SELECTION
Maybe you had to skip credit card payments or just pay the minimum while juggling who else to pay and when. Now, your phone is ringing off the hook, text messages are flooding you, and emails abound. They want your money to make good on your promise to pay. What to do?
Fortunately, there are legal bounds that creditors and their collection agencies must observe, but as a consumer, you can also exercise your rights under bankruptcy protection. It can be a tough choice to make. Bankruptcy is a frightening word that many equate with losing everything, but that’s rarely the case. Instead, filing for bankruptcy offers a fresh start financially and in your private life.
If you’re in or around Greenville, North Carolina, and debts are overwhelming you, contact Cannon Law Offices, PLLC for guidance and legal options on how to resolve your situation.
You may just need to consolidate your debts, or you may need to seek bankruptcy protection, but regardless, you need to take action. We can help you as we have many others throughout eastern North Carolina, including the Outer Banks, Wilmington, Hyde County, and Washington County.
Consumer Rights Protections Under the Law
Both federal and state laws protect the rights of consumers to be free of harassment and unethical acts by creditors and their collectors.
The Fair Debt Collection Practices Act (FDCPA) protects consumers but not businesses against credit collector practices. It limits the hours creditors can call or contact you – not before 8 a.m. and not after 9 p.m. They also cannot call you at work. You have a right to request that they quit contacting you. Of course, they still have the option of suing you for the money owed to them.
The Fair Credit Reporting Act (FCRA) regulates the actions of consumer credit reporting agencies (CRAs) like Equifax and others, large and small. The legislation requires the CRAs to both keep consumers informed of their credit information being stored and also to verify information disputed by consumers.
The Fair and Accurate Credit Transactions Act of 2003 allows consumers to receive one free credit report each year.
The Truth in Lending Act (TILA) is aimed at preventing unfair and deceptive practices by banks and other lenders. It requires full disclosure of all costs and fees associated with a loan, including interest payments and other costs to be paid over the term of the loan, at the time of signing the promissory note. It further gives consumers a three-day right of rescission when it comes to loans and mortgages affecting their residence.
In North Carolina, there is a statute of limitations concerning how long a creditor has to file a lawsuit to recover money owed them. The limitation is three years from the time you made your last payment. However, you are required to appear in court and raise that defense if someone sues you after the statute of limitations has expired. It is not automatic.

TASKS TO CARRY OUT
A. Answer these from the debt-rights passage:
(i) Under the FDCPA, what hours may creditors contact you?
(ii) How many free credit reports per year does the Fair and Accurate Credit Transactions Act of 2003 allow?
(iii) In North Carolina, how long after the last payment does a creditor have to file a lawsuit?
B. Echo the debt-rights passage word for word, starting with "Fortunately, there are" and going on through "your private life.".
C. List every law the debt-rights passage names by title.
Answer from the debt-rights passage alone.

MATERIAL SUPPLIED
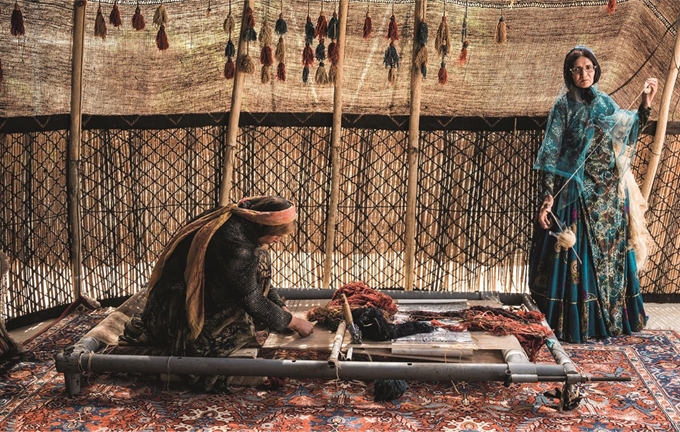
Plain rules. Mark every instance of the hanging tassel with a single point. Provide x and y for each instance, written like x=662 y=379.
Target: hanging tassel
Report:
x=333 y=27
x=138 y=22
x=462 y=57
x=162 y=39
x=281 y=72
x=265 y=75
x=393 y=29
x=333 y=53
x=246 y=64
x=249 y=32
x=332 y=73
x=265 y=34
x=230 y=49
x=321 y=26
x=443 y=39
x=368 y=26
x=114 y=17
x=229 y=69
x=160 y=18
x=501 y=31
x=100 y=24
x=443 y=75
x=17 y=21
x=611 y=6
x=281 y=28
x=229 y=24
x=321 y=76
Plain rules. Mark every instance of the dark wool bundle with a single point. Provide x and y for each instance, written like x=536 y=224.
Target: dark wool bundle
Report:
x=333 y=27
x=281 y=28
x=162 y=39
x=114 y=17
x=320 y=52
x=309 y=30
x=17 y=21
x=230 y=49
x=138 y=22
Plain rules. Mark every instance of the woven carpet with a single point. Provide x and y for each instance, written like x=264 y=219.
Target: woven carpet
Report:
x=33 y=396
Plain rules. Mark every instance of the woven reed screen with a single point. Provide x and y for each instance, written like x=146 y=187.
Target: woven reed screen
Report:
x=476 y=200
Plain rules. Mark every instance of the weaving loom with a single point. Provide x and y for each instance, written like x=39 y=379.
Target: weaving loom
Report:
x=482 y=357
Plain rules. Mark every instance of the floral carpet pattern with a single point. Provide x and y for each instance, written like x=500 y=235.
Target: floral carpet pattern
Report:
x=33 y=396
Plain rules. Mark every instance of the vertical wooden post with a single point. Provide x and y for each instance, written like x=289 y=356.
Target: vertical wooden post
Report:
x=336 y=147
x=413 y=154
x=74 y=144
x=660 y=134
x=234 y=113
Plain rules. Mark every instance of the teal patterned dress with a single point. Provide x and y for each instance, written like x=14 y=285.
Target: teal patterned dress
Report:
x=590 y=290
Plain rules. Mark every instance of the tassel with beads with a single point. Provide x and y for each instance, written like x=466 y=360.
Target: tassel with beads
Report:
x=368 y=25
x=443 y=40
x=17 y=21
x=501 y=31
x=463 y=56
x=100 y=24
x=138 y=22
x=611 y=6
x=114 y=17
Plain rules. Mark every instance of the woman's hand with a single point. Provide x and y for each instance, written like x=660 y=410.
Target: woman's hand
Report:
x=651 y=86
x=301 y=326
x=544 y=213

PROBLEM SOLUTIONS
A.
(i) Not before 8 a.m. and not after 9 p.m.
(ii) One.
(iii) Three years.

B.
Fortunately, there are legal bounds that creditors and their collection agencies must observe, but as a consumer, you can also exercise your rights under bankruptcy protection. It can be a tough choice to make. Bankruptcy is a frightening word that many equate with losing everything, but that’s rarely the case. Instead, filing for bankruptcy offers a fresh start financially and in your private life.

C.
- Fair Debt Collection Practices Act (FDCPA)
- Fair Credit Reporting Act (FCRA)
- Fair and Accurate Credit Transactions Act of 2003
- Truth in Lending Act (TILA)